= PROBLEM TO SOLVE =
Can you copy the lines below word for word, with nothing changed?
-- BEGIN DATASET ENTRIES --
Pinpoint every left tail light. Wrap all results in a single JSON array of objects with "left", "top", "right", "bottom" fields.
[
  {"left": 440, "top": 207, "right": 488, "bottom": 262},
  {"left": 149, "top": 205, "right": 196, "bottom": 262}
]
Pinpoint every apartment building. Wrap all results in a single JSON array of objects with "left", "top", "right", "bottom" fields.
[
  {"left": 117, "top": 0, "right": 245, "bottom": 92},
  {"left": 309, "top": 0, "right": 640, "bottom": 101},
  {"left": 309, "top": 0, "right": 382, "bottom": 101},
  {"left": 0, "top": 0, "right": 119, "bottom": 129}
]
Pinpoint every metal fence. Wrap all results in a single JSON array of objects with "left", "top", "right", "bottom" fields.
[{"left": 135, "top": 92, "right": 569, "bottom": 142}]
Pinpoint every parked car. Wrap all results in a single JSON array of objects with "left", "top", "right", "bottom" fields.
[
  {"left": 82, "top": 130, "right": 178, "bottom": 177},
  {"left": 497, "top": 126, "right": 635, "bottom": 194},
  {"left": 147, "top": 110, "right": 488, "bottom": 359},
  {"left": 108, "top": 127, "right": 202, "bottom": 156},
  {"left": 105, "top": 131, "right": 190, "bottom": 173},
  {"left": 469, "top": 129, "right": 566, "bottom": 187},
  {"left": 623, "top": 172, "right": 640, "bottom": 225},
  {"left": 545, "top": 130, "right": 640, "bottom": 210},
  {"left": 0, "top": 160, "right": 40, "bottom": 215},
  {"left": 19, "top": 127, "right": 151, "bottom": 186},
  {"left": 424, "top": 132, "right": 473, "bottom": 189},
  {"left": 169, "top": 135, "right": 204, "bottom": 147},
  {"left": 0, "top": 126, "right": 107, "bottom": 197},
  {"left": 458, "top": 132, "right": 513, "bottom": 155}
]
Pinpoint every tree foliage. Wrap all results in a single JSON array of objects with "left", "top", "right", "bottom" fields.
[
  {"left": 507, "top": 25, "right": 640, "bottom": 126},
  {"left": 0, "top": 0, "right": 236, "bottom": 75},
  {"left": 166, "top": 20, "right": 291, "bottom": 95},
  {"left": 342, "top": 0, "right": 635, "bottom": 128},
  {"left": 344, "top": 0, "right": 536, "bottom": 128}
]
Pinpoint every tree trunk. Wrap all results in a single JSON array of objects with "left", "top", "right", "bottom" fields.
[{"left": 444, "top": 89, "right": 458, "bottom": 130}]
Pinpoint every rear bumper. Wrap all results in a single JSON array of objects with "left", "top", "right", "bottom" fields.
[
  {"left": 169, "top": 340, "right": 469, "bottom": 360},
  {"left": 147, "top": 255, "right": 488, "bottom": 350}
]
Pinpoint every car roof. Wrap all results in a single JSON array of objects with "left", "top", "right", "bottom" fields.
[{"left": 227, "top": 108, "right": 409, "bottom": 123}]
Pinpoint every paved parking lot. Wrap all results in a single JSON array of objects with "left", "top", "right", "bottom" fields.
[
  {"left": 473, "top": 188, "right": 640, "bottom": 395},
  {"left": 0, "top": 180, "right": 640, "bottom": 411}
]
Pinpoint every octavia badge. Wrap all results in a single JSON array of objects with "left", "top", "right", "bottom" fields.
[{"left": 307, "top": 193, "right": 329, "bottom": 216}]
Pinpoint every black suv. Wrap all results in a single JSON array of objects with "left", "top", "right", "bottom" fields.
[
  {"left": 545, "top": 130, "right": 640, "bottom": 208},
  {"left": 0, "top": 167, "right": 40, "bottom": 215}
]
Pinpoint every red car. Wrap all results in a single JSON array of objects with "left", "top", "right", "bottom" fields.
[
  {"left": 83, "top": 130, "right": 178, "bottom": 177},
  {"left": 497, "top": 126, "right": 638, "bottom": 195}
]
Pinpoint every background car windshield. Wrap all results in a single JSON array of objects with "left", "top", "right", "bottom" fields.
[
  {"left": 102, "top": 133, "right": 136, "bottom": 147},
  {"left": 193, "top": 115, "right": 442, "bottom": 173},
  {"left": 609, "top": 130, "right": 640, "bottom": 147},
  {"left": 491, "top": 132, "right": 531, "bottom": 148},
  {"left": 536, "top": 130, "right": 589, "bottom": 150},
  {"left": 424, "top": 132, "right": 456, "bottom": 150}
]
-- END DATASET ENTRIES --
= FINAL ANSWER =
Pinpoint every left tail light. Wrap all results in a single JSON array of objects with "left", "top", "right", "bottom" fields.
[
  {"left": 440, "top": 207, "right": 488, "bottom": 262},
  {"left": 149, "top": 205, "right": 196, "bottom": 262}
]
Pinpoint every apartment building. Wrap all results in a single JSON array of objects with "left", "top", "right", "bottom" fields.
[
  {"left": 117, "top": 0, "right": 245, "bottom": 92},
  {"left": 309, "top": 0, "right": 640, "bottom": 101},
  {"left": 309, "top": 0, "right": 382, "bottom": 101},
  {"left": 0, "top": 0, "right": 119, "bottom": 129}
]
Pinpoint every metal fence. Wrap all results in a single JSON array of objects with "left", "top", "right", "bottom" fields.
[{"left": 135, "top": 92, "right": 569, "bottom": 142}]
Pinpoint every parked car. Wrap all results in a single JSON array of objects with "left", "top", "right", "bottom" fields.
[
  {"left": 82, "top": 130, "right": 178, "bottom": 177},
  {"left": 497, "top": 126, "right": 635, "bottom": 194},
  {"left": 147, "top": 110, "right": 488, "bottom": 359},
  {"left": 108, "top": 127, "right": 202, "bottom": 156},
  {"left": 105, "top": 131, "right": 190, "bottom": 173},
  {"left": 469, "top": 129, "right": 566, "bottom": 187},
  {"left": 623, "top": 172, "right": 640, "bottom": 225},
  {"left": 545, "top": 130, "right": 640, "bottom": 210},
  {"left": 0, "top": 160, "right": 40, "bottom": 215},
  {"left": 19, "top": 127, "right": 151, "bottom": 186},
  {"left": 424, "top": 132, "right": 473, "bottom": 189},
  {"left": 169, "top": 135, "right": 204, "bottom": 147},
  {"left": 0, "top": 126, "right": 107, "bottom": 197},
  {"left": 458, "top": 132, "right": 513, "bottom": 155}
]
Pinpoint every tree foliage. Wrap all results in a single JSON array of objects with "left", "top", "right", "bottom" fields.
[
  {"left": 507, "top": 25, "right": 640, "bottom": 126},
  {"left": 0, "top": 0, "right": 236, "bottom": 75},
  {"left": 166, "top": 20, "right": 291, "bottom": 95},
  {"left": 342, "top": 0, "right": 635, "bottom": 128},
  {"left": 344, "top": 0, "right": 536, "bottom": 128}
]
Pinpoint every tree trunk. Wrap all results in a single JSON array of objects with "left", "top", "right", "bottom" fields.
[{"left": 444, "top": 89, "right": 458, "bottom": 130}]
Pinpoint every rear bumper. Wrap all results in a single JSON array of objects with "left", "top", "right", "bottom" fields.
[
  {"left": 169, "top": 340, "right": 469, "bottom": 360},
  {"left": 147, "top": 255, "right": 488, "bottom": 350}
]
Pinpoint every car roof. Wrap all results in a single JSON array of objects with "left", "top", "right", "bottom" fields.
[{"left": 227, "top": 108, "right": 409, "bottom": 123}]
Pinpoint every paved parking lot. Wrap all results in a single JSON array of objects with "left", "top", "right", "bottom" fields.
[
  {"left": 473, "top": 188, "right": 640, "bottom": 395},
  {"left": 0, "top": 180, "right": 640, "bottom": 411}
]
Pinpoint every octavia badge. Wrap all results in a single JSON array of objects with "left", "top", "right", "bottom" fields.
[{"left": 307, "top": 193, "right": 329, "bottom": 216}]
Pinpoint every black suv. Wrap all results in a single JSON array of objects with "left", "top", "right", "bottom" fields.
[
  {"left": 545, "top": 130, "right": 640, "bottom": 208},
  {"left": 0, "top": 167, "right": 40, "bottom": 215}
]
Pinpoint every red car. Wrap all results in a single JSON array of objects with "left", "top", "right", "bottom" fields.
[
  {"left": 83, "top": 130, "right": 178, "bottom": 177},
  {"left": 497, "top": 126, "right": 638, "bottom": 195}
]
Pinpoint every background car windshield. Wrap all results in a single JSON array of objects with "left", "top", "right", "bottom" fields.
[
  {"left": 102, "top": 133, "right": 136, "bottom": 147},
  {"left": 193, "top": 115, "right": 442, "bottom": 173},
  {"left": 609, "top": 130, "right": 640, "bottom": 147},
  {"left": 491, "top": 132, "right": 531, "bottom": 148},
  {"left": 536, "top": 130, "right": 589, "bottom": 150},
  {"left": 424, "top": 132, "right": 456, "bottom": 150}
]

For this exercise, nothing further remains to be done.